(Dataset items)
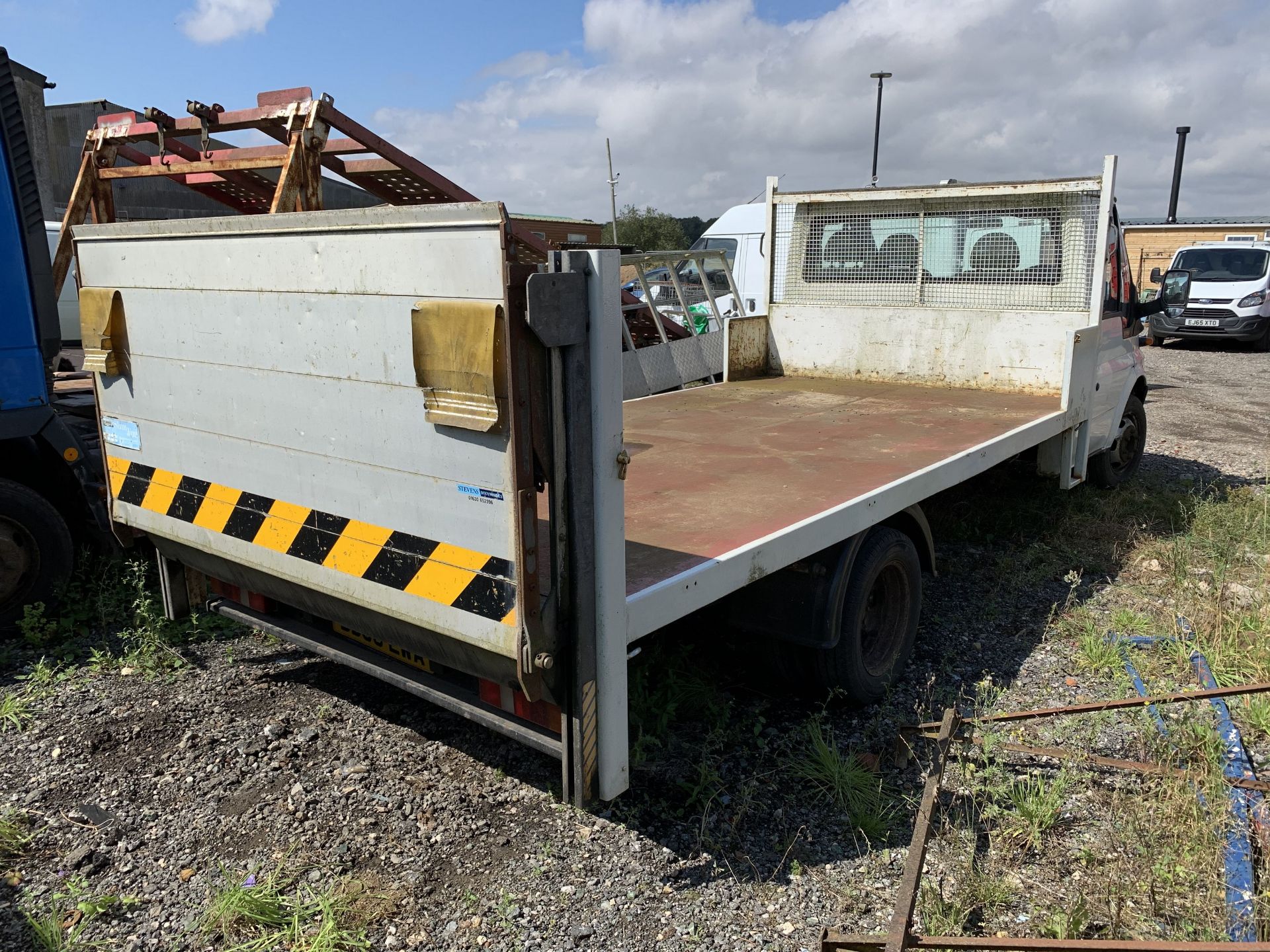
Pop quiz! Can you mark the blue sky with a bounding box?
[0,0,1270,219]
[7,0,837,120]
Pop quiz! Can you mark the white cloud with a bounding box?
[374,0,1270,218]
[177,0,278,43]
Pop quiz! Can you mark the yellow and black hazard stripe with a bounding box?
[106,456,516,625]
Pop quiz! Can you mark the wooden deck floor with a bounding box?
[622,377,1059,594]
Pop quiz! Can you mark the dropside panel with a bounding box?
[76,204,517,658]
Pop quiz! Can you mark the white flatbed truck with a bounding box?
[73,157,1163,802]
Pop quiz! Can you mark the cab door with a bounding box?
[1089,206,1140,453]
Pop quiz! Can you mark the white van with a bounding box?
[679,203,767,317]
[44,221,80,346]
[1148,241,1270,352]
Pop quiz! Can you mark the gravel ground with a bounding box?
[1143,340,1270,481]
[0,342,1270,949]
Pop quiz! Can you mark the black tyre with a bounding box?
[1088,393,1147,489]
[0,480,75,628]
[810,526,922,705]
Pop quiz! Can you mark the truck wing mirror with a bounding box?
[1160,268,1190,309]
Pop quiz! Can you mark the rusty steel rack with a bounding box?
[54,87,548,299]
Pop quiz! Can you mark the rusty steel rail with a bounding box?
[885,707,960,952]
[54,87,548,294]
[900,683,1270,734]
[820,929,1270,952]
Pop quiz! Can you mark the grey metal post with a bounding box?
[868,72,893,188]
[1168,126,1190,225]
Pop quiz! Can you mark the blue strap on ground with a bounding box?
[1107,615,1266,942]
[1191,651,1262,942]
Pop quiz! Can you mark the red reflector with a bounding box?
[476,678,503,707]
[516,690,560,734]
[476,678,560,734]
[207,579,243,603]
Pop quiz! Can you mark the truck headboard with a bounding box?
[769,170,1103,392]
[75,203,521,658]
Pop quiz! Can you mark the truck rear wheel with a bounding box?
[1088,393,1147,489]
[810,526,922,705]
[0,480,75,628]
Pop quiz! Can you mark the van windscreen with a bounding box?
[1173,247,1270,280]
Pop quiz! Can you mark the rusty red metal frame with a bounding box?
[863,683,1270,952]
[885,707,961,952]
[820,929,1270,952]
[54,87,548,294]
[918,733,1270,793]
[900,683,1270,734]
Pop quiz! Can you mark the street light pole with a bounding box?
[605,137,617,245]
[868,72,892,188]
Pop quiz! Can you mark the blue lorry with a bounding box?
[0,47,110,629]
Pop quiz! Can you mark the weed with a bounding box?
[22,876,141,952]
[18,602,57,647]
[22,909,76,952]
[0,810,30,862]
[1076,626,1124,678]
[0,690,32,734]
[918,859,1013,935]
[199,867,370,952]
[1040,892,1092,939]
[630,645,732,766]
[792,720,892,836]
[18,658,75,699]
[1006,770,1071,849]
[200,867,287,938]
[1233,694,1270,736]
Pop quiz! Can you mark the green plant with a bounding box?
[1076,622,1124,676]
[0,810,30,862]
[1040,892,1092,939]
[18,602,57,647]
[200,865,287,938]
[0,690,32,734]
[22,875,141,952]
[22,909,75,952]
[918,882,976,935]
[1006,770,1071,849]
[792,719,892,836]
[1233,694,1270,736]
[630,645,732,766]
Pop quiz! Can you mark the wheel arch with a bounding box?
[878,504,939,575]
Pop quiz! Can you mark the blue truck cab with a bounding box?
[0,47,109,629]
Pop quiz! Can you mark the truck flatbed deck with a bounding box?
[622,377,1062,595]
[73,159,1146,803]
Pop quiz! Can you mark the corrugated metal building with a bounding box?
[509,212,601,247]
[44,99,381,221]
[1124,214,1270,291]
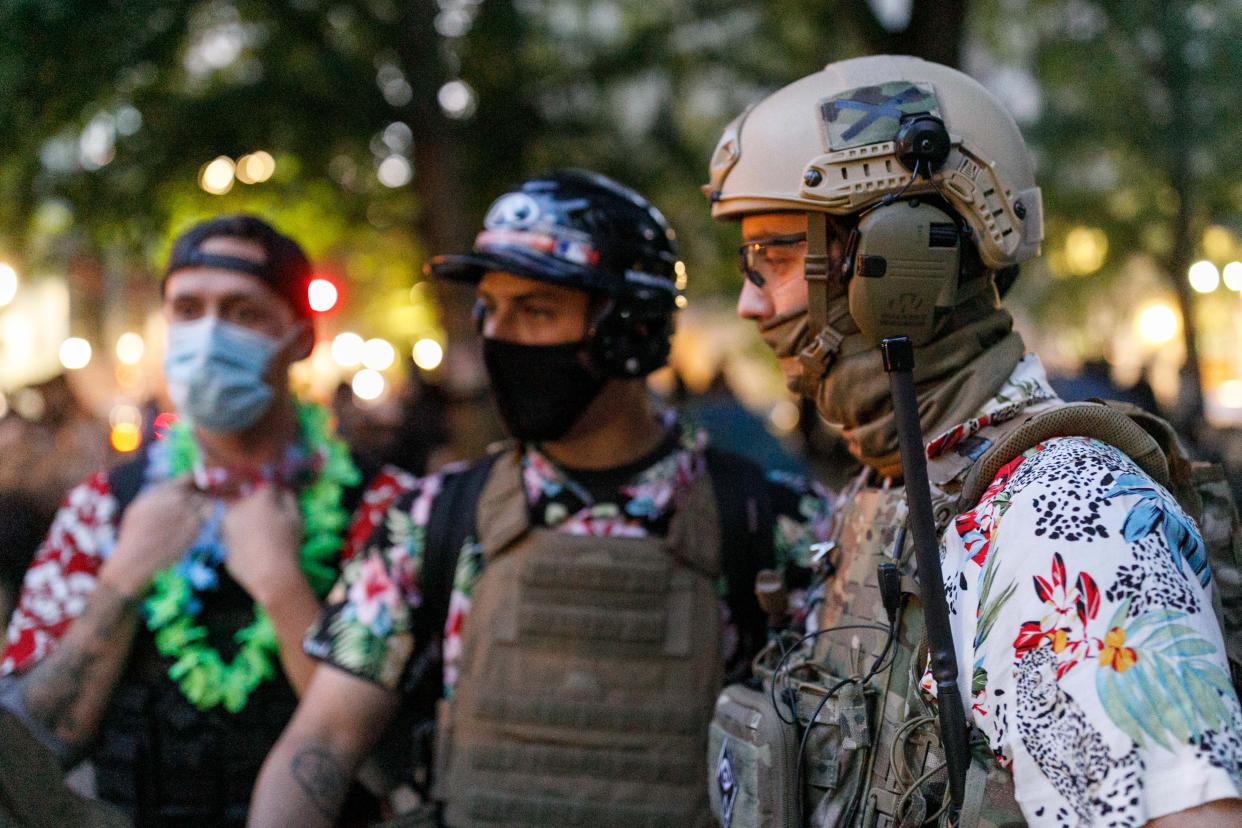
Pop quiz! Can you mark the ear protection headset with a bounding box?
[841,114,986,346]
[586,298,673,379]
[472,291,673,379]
* * *
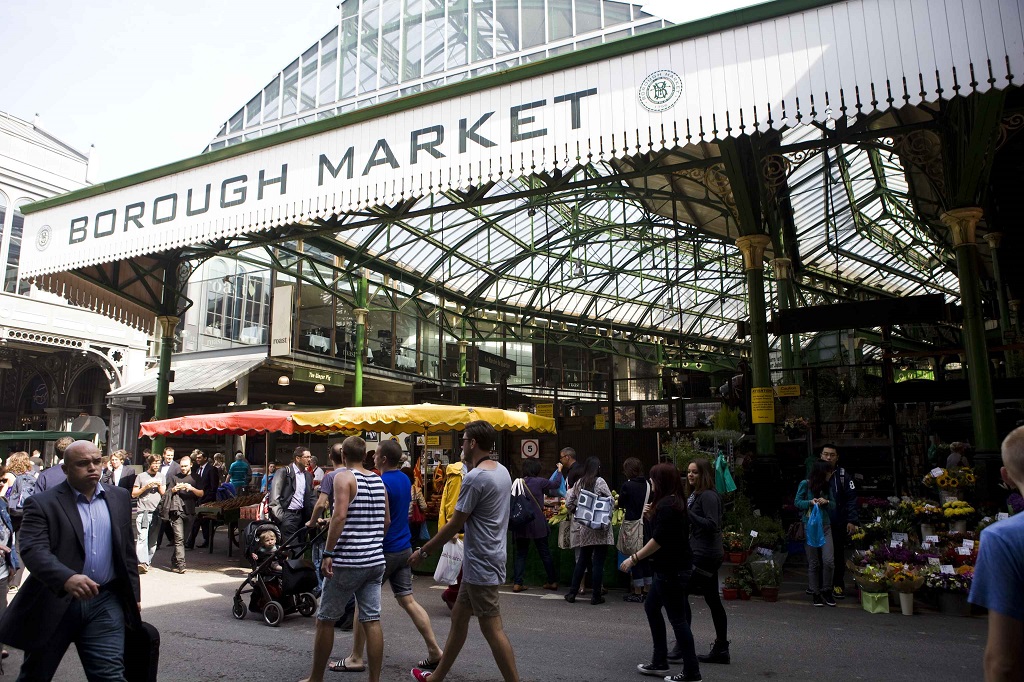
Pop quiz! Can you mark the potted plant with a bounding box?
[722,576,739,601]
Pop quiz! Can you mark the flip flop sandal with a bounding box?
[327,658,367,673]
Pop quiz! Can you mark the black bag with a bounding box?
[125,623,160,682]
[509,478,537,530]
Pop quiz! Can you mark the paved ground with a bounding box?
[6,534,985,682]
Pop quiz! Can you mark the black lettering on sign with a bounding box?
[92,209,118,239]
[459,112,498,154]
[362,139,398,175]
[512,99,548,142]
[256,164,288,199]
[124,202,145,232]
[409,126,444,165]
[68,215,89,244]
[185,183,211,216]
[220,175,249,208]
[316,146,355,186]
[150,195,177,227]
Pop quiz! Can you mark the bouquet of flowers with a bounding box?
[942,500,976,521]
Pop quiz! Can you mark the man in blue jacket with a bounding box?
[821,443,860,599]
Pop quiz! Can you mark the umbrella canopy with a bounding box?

## DIRECTIONS FOR THIS TASK
Write out the stretch of the listing that opens with the line containing "Pop quiz! Can you mark the black tyre" and closes with the line containing "[54,87,548,299]", switching "wing mirror" to "side mirror" and keeping everything else the same.

## ANSWER FOR THE TASK
Pop quiz! Can you mark the black tyre with a bounding box?
[1088,393,1147,489]
[0,480,75,628]
[810,526,922,705]
Pop quiz! Can you mark the truck side mirror with a bounding box?
[1160,268,1190,309]
Pop quiz! Can you mark the rusty steel rack with a bounding box?
[54,87,548,299]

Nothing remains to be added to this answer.